# Make PVC look like wood



## JaCk (Jul 15, 2014)

Hello all,
I found this tutorial online, and thought it looked very useful --- perhaps for making PVC posts, fences, etc. to look like wood. You could probably add some great stuff knots to break up some of the smooth PVC uniformity. 

Full tutorial here: http://www.instructables.com/id/Make-PVC-Look-Like-Wood/

Again, nothing replaces using actual wood for builds, but in many cases building out of PVC can be easier and cheaper. I might use this technique for elements of a scarecrow build. Other ideas?


----------



## Rigormortor (Sep 7, 2009)

Wow this looks great! Im going to keep it in mind if I go with any wood pvc for props..... thanks.


----------



## NotTheBatesMotel (Sep 28, 2013)

Love this idea!


----------



## Bringer of Doom (Aug 24, 2016)

This works like a charm! Super easy and quick. I used acrylic ink for mine and the results are amazing. If you want it darker just and more coats of ink after each coat ids dry.


----------



## sebgonz (Sep 28, 2016)

This is a fantastic tutorial. I used something similar when I made Merida's bow from Brave for my wife's Halloween costume.


----------



## myke124 (Sep 22, 2010)

Very useful tutorial , thinking pier post for pirate scene


----------

Records supplied:
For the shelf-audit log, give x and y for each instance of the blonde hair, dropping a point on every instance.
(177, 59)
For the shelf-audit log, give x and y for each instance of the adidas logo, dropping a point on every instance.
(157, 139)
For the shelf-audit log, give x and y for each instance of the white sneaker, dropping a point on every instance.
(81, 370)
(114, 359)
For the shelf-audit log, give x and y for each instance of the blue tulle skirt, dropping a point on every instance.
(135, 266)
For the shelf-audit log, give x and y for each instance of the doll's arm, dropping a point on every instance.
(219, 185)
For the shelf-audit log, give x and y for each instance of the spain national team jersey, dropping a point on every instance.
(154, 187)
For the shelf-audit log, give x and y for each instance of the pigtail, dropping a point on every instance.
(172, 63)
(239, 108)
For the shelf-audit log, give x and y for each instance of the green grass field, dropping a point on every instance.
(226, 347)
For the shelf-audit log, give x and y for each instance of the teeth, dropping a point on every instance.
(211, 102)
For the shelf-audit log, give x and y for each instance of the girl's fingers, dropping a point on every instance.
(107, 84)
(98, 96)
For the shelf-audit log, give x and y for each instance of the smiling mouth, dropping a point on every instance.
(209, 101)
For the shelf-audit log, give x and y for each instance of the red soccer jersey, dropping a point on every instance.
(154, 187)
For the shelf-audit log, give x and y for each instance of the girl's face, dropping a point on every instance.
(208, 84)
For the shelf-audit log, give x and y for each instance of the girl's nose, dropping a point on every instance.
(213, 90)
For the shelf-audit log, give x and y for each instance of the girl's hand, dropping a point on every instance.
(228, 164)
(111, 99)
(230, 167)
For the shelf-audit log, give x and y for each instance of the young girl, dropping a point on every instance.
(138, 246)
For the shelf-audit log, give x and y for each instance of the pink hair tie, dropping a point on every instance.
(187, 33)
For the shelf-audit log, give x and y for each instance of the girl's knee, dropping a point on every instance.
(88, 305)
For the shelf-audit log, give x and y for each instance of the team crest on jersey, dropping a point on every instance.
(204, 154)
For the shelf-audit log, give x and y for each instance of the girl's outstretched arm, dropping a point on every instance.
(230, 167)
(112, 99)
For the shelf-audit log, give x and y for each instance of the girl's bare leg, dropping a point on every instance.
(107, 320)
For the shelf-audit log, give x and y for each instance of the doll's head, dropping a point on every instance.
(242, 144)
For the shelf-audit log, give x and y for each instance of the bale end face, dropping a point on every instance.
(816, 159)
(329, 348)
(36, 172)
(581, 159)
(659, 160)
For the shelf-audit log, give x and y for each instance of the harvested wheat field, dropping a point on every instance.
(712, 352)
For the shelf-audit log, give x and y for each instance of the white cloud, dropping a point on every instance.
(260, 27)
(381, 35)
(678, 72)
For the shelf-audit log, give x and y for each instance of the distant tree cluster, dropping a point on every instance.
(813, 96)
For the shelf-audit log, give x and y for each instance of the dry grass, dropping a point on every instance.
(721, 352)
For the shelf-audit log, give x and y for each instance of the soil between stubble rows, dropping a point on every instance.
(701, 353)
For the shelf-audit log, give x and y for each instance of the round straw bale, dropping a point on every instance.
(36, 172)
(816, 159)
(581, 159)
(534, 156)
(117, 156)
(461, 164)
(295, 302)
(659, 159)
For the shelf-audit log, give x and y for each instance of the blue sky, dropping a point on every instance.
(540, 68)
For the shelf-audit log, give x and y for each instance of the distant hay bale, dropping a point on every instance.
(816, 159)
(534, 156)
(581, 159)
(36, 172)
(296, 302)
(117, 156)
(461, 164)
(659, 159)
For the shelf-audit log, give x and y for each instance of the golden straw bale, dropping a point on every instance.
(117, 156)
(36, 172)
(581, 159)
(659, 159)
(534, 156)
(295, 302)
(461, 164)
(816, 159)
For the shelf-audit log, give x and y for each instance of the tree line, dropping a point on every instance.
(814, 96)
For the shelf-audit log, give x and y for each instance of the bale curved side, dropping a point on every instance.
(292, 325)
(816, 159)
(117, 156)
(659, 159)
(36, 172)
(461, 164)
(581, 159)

Problems to work on:
1. Transcribe the PVC wood-finish thread above word for word, from "Again, nothing replaces" to "for props..... thanks.".
2. Condense the paragraph in the PVC wood-finish thread that begins "Again, nothing replaces" into a short bulleted list that keeps its main points.

Results in order:
1.
Again, nothing replaces using actual wood for builds, but in many cases building out of PVC can be easier and cheaper. I might use this technique for elements of a scarecrow build. Other ideas?


----------



## Rigormortor (Sep 7, 2009)

Wow this looks great! Im going to keep it in mind if I go with any wood pvc for props..... thanks.

2.
- Nothing fully replaces real wood for builds.
- Building with PVC is often easier and cheaper.
- The technique might be used for parts of a scarecrow build.
- Readers are asked for other ideas.